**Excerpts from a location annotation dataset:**
━━━━

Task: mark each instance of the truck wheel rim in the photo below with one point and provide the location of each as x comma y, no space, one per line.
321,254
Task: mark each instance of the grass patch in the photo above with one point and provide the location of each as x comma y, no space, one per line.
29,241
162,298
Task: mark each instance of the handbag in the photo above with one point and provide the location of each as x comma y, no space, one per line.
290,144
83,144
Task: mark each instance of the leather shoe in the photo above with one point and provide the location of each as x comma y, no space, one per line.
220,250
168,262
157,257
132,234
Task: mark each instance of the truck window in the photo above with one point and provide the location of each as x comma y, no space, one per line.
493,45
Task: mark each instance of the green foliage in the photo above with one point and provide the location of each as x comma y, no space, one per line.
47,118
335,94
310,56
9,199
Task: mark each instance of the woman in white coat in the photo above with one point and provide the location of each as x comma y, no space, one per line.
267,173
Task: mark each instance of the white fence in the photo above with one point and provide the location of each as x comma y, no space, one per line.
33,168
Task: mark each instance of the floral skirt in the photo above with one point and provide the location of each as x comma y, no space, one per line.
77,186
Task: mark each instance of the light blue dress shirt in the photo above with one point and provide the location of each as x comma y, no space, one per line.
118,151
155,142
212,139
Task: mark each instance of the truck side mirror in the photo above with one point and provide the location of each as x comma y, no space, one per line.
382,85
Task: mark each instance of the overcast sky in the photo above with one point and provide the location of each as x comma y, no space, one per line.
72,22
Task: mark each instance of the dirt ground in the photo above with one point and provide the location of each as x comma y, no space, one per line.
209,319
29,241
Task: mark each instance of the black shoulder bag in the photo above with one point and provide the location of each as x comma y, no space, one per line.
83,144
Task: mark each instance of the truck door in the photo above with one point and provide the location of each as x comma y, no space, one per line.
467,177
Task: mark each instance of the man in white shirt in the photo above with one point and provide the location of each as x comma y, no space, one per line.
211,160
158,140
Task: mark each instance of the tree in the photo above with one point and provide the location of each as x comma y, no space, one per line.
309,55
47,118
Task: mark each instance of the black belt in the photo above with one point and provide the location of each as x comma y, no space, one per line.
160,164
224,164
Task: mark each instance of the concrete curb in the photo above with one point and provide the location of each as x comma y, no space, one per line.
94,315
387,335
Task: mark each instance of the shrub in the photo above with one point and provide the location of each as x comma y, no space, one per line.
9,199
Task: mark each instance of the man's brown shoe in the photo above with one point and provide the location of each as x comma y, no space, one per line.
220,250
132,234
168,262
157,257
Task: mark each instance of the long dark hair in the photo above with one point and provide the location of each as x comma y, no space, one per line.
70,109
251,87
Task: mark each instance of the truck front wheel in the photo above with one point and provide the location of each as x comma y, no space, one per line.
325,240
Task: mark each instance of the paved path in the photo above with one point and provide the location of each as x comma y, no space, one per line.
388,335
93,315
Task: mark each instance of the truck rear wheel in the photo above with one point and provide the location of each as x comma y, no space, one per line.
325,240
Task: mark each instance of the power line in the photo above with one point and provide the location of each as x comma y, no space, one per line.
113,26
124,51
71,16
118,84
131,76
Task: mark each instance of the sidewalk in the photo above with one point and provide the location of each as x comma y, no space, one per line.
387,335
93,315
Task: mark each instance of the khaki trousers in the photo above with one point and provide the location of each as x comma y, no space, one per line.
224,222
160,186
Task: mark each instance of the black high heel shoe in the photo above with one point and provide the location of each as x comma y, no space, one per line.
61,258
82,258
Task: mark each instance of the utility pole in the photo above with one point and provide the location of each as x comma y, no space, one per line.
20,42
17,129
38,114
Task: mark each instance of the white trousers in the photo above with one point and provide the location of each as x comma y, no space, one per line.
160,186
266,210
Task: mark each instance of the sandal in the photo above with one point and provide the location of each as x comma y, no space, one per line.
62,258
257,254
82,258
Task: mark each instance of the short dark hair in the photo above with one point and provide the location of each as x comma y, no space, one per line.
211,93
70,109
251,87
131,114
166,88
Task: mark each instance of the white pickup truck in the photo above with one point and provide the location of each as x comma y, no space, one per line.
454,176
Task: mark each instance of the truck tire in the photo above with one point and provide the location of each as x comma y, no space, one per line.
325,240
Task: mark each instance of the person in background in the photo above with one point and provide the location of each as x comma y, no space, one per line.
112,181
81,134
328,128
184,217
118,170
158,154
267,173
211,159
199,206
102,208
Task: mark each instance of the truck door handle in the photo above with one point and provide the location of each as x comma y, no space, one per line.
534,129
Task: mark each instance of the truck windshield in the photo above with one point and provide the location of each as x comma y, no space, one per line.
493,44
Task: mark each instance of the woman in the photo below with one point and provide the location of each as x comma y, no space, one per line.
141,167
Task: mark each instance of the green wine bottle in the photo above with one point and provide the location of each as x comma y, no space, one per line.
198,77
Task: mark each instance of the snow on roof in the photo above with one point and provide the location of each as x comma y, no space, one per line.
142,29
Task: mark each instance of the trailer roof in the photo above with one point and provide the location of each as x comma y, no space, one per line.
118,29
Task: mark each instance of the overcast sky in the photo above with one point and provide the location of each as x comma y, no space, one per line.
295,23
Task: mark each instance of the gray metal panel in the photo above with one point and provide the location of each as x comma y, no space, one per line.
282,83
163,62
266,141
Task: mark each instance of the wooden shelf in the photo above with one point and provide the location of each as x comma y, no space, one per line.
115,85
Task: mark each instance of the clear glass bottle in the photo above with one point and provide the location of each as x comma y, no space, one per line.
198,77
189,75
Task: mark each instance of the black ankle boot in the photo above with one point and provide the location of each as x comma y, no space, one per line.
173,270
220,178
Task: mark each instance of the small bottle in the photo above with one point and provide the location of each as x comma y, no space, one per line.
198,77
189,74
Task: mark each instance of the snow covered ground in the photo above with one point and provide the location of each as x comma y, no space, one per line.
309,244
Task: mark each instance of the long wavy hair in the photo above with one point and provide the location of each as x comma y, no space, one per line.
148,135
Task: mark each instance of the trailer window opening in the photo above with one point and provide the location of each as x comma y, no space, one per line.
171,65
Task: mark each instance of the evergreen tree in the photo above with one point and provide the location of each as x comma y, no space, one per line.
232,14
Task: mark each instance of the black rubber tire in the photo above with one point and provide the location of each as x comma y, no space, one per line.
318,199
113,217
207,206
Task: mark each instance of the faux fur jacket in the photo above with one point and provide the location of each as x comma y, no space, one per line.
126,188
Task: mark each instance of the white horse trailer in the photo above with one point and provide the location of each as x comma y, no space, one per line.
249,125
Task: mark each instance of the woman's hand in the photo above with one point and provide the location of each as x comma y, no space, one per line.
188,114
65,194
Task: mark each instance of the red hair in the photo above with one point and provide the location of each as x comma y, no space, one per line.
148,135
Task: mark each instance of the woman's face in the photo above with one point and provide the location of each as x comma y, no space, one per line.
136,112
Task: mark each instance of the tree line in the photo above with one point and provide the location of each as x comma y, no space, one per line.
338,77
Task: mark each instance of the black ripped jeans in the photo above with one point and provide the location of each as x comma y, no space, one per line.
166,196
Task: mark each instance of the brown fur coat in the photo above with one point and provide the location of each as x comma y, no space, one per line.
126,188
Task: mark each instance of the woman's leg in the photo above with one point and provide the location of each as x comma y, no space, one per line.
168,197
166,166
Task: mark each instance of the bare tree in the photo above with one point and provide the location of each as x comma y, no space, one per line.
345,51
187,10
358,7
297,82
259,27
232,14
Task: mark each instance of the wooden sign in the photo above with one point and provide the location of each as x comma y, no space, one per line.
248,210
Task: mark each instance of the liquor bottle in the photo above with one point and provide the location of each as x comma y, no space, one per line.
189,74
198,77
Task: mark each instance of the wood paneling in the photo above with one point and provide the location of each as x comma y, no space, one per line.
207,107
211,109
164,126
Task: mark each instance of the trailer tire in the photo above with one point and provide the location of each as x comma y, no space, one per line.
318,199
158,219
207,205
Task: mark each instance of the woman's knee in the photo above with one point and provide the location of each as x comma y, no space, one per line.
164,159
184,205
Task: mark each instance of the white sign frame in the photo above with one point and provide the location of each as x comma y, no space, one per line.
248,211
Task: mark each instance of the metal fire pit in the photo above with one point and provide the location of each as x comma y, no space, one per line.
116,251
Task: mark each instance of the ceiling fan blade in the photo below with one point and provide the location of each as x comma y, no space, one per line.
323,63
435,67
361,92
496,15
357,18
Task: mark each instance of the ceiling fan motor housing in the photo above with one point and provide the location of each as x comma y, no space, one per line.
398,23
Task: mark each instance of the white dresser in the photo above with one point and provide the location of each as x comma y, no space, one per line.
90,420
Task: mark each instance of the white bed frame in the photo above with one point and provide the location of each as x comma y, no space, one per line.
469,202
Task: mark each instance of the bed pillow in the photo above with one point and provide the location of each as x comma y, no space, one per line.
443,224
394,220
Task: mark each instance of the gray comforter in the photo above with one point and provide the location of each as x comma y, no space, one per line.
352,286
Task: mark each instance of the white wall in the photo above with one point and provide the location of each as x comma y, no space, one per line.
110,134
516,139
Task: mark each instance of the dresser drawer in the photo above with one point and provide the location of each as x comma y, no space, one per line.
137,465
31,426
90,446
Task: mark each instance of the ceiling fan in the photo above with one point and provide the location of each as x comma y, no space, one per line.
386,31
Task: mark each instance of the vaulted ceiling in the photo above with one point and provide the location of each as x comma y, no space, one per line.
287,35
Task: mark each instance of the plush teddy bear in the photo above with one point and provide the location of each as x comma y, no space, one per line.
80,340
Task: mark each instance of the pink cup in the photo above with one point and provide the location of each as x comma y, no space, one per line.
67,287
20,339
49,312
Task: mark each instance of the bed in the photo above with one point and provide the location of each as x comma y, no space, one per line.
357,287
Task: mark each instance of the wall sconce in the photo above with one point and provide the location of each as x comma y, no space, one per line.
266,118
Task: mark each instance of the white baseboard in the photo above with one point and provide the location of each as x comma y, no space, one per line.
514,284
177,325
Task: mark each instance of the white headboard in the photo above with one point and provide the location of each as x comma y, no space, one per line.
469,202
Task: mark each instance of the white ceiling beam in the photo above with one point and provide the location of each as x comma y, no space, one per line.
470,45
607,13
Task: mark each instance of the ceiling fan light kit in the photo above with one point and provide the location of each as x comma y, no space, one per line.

━━━━

**Directive:** Turn the records, from the line containing "Task: mark each instance of the white ceiling" through the end of the records, into a numbered list with blank lines omitted.

**Response:**
1. Task: mark each instance of the white ceiling beam in the photo above with one point and provide the location of each as x comma y, no space, one per line.
2. 470,45
3. 607,13
4. Task: mark each instance of the ceiling fan light kit in the photo above with one point and provide the location of each as x comma y, no space, one per line.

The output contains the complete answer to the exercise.